PROBLEM TO SOLVE | Keep the images out and set the listing below down word for word.

========================================================================

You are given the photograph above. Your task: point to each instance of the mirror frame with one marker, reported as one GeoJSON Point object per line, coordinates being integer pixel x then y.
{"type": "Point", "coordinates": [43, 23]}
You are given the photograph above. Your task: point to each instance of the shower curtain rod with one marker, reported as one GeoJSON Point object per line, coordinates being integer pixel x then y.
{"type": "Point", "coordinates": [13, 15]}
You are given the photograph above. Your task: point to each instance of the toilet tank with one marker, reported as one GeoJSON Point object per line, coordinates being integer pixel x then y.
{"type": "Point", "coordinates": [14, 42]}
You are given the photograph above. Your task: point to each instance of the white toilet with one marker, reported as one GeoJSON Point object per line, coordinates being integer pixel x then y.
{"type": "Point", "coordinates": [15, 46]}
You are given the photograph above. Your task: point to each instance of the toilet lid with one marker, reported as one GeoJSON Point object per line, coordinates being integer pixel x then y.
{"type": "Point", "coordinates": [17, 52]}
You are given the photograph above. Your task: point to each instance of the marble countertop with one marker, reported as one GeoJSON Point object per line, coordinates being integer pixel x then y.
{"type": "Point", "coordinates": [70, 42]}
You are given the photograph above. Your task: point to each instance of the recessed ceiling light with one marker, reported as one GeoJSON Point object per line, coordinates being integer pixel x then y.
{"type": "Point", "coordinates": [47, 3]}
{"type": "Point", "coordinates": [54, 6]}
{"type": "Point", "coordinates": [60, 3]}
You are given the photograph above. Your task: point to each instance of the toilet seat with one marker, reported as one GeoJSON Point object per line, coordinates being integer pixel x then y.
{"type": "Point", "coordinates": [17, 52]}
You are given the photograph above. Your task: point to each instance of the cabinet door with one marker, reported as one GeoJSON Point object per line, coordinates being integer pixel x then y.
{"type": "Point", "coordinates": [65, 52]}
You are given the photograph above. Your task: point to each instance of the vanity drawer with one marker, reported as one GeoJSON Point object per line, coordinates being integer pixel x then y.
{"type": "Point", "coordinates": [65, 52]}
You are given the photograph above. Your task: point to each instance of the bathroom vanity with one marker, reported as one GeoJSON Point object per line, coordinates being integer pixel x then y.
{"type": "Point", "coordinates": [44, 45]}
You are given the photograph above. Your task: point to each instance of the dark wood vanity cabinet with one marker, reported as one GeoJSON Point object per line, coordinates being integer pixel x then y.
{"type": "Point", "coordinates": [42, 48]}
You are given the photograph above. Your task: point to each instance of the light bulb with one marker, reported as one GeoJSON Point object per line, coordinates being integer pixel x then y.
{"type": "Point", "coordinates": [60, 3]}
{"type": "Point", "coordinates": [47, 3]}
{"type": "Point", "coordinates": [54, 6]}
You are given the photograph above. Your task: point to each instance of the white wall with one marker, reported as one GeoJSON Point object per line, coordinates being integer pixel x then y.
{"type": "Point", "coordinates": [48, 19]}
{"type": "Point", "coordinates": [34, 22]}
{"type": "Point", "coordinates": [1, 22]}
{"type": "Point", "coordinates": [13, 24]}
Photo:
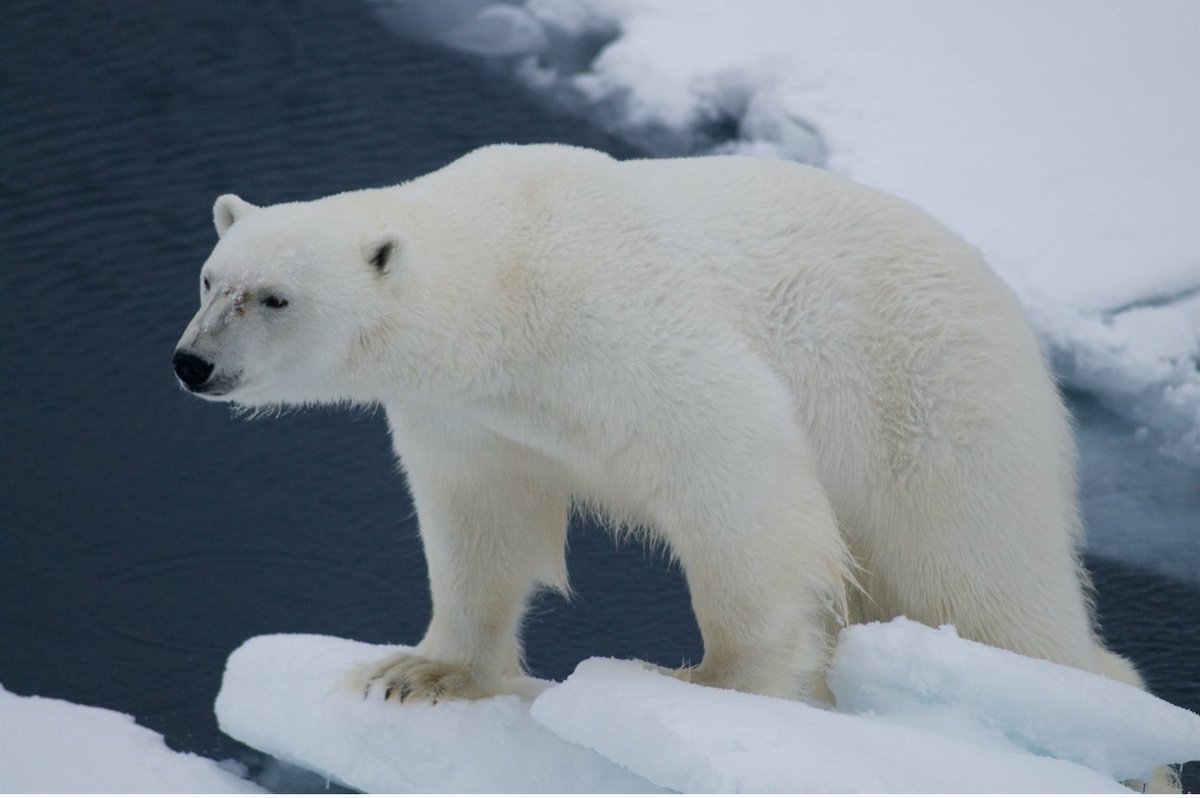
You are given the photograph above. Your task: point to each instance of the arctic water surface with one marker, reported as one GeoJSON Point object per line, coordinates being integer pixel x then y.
{"type": "Point", "coordinates": [147, 534]}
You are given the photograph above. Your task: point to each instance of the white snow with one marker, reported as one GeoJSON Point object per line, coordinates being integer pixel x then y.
{"type": "Point", "coordinates": [286, 695]}
{"type": "Point", "coordinates": [1061, 137]}
{"type": "Point", "coordinates": [51, 745]}
{"type": "Point", "coordinates": [919, 676]}
{"type": "Point", "coordinates": [922, 712]}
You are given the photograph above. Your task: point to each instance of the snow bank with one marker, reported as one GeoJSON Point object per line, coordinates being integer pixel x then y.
{"type": "Point", "coordinates": [49, 745]}
{"type": "Point", "coordinates": [921, 711]}
{"type": "Point", "coordinates": [701, 739]}
{"type": "Point", "coordinates": [1057, 136]}
{"type": "Point", "coordinates": [927, 677]}
{"type": "Point", "coordinates": [285, 695]}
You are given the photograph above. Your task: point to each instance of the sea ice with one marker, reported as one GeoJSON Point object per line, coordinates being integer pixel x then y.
{"type": "Point", "coordinates": [922, 711]}
{"type": "Point", "coordinates": [924, 677]}
{"type": "Point", "coordinates": [286, 695]}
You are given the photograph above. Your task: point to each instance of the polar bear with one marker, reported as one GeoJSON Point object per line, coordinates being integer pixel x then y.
{"type": "Point", "coordinates": [819, 397]}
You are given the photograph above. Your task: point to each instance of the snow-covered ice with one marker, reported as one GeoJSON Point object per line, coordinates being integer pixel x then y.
{"type": "Point", "coordinates": [1000, 723]}
{"type": "Point", "coordinates": [286, 695]}
{"type": "Point", "coordinates": [1061, 137]}
{"type": "Point", "coordinates": [919, 676]}
{"type": "Point", "coordinates": [702, 739]}
{"type": "Point", "coordinates": [51, 745]}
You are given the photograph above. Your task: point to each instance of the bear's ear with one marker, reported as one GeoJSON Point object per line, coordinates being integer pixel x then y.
{"type": "Point", "coordinates": [227, 210]}
{"type": "Point", "coordinates": [381, 252]}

========================================================================

SOLUTION |
You are given the photograph above. Your task: point to each instance of the mirror frame with one marker, reported as one GeoJSON Point object per line, coordinates being integer pixel x then y.
{"type": "Point", "coordinates": [43, 23]}
You are given the photograph above. Your task: point to each instance of the shower curtain rod with one marker, reported as one GeoJSON Point object per line, coordinates being integer pixel x then y.
{"type": "Point", "coordinates": [13, 15]}
You are given the photograph above. Your task: point to each instance of the toilet tank with one marker, reported as one GeoJSON Point object per line, coordinates being integer pixel x then y.
{"type": "Point", "coordinates": [14, 42]}
You are given the photograph above. Your task: point to each instance of the white toilet with one marker, reported as one GeoJSON Point object per line, coordinates being integer pixel x then y.
{"type": "Point", "coordinates": [15, 46]}
You are given the photograph above. Your task: point to each instance of the toilet lid with one marker, reported as one GeoJSON Point object per line, coordinates being integer pixel x then y.
{"type": "Point", "coordinates": [17, 52]}
You are given the photograph above. Your task: point to each instance of the marble countertop with one marker, reported as one GeoJSON Point object per line, coordinates being integer pixel x then y.
{"type": "Point", "coordinates": [70, 42]}
You are given the photograph above. Your task: point to each instance of the recessed ceiling light with one marker, reported as one GeoJSON Point object per line, coordinates being integer pixel x then y.
{"type": "Point", "coordinates": [47, 3]}
{"type": "Point", "coordinates": [54, 6]}
{"type": "Point", "coordinates": [60, 3]}
You are given the photograph above. Your task: point to each instance of the toilet seat with one marker, reported as one GeoJSON Point object per line, coordinates being integer pixel x then y.
{"type": "Point", "coordinates": [17, 52]}
You are given the photograph above. Your task: point to each instance of the cabinet door with one marker, reported as one GeoJSON Point object per line, coordinates being integer pixel x then y.
{"type": "Point", "coordinates": [65, 52]}
You are given the photograph above. Your task: point to each instance of the vanity drawer with one marker, reported as one GeoJSON Point object per line, coordinates being integer pixel x then y.
{"type": "Point", "coordinates": [65, 52]}
You are given the photograph above. Your task: point to each instance of the bathroom vanity with one marker, reported as one GeoJSON Point object per line, coordinates being integer pixel x then y.
{"type": "Point", "coordinates": [44, 45]}
You are given the photograph above. Your task: point to each instance of the dark wood vanity cabinet with one marker, reported as one GeoJSON Point object per line, coordinates being integer pixel x then y.
{"type": "Point", "coordinates": [42, 48]}
You are given the photograph above. Your task: point to each instance of the light bulb with one marker, reported as one GeoJSON Point object per line, coordinates being integer pixel x then y.
{"type": "Point", "coordinates": [60, 3]}
{"type": "Point", "coordinates": [47, 3]}
{"type": "Point", "coordinates": [54, 6]}
You are given the photograph above. Your task: point to each instance of the white wall with one marker, reported as one GeoJSON Point object per line, coordinates being integer pixel x then y.
{"type": "Point", "coordinates": [48, 19]}
{"type": "Point", "coordinates": [34, 22]}
{"type": "Point", "coordinates": [1, 22]}
{"type": "Point", "coordinates": [13, 24]}
Photo:
You are given the photograph above. Your task: point to each instance of the arctic water surface with one marker, reported as one GeoJSON Point object per line, coordinates being integer pixel x then y.
{"type": "Point", "coordinates": [147, 534]}
You are given the photograph above. Your task: point to each instance of the white snow with one marker, reported as one GeoJSON Point object per line, coordinates being integer pixel x then y.
{"type": "Point", "coordinates": [286, 695]}
{"type": "Point", "coordinates": [1061, 137]}
{"type": "Point", "coordinates": [51, 745]}
{"type": "Point", "coordinates": [919, 676]}
{"type": "Point", "coordinates": [922, 712]}
You are given the photograph above. Your task: point to each instance of the snow bank with one marker, reported as one GeoJSON Point object per line, coordinates being integer pixel x then y.
{"type": "Point", "coordinates": [49, 745]}
{"type": "Point", "coordinates": [921, 711]}
{"type": "Point", "coordinates": [701, 739]}
{"type": "Point", "coordinates": [1057, 136]}
{"type": "Point", "coordinates": [927, 677]}
{"type": "Point", "coordinates": [285, 695]}
You are given the photograph above. Your task: point to each instance of the sea ice with one marker, reported as one GeoJSON Point object per line, coordinates being integer pixel x then y.
{"type": "Point", "coordinates": [922, 711]}
{"type": "Point", "coordinates": [924, 677]}
{"type": "Point", "coordinates": [286, 695]}
You are given the photograph above. Your task: point to each instance of the polar bear with one marker, reported as one GeoJSON Point object per line, coordinates being integer pixel x then y.
{"type": "Point", "coordinates": [819, 397]}
You are given the photograph above. Your task: point to each instance of the snow-covered ice with one marker, reported as one GeoJSON Point object per line, coordinates being integer pixel x then y.
{"type": "Point", "coordinates": [1000, 723]}
{"type": "Point", "coordinates": [286, 695]}
{"type": "Point", "coordinates": [1061, 137]}
{"type": "Point", "coordinates": [919, 676]}
{"type": "Point", "coordinates": [702, 739]}
{"type": "Point", "coordinates": [51, 745]}
You are given the photograph above. Your task: point to each instance of the bear's ear with one marker, reported as one GeoJSON Point object per line, coordinates being integer pixel x then y.
{"type": "Point", "coordinates": [227, 210]}
{"type": "Point", "coordinates": [381, 252]}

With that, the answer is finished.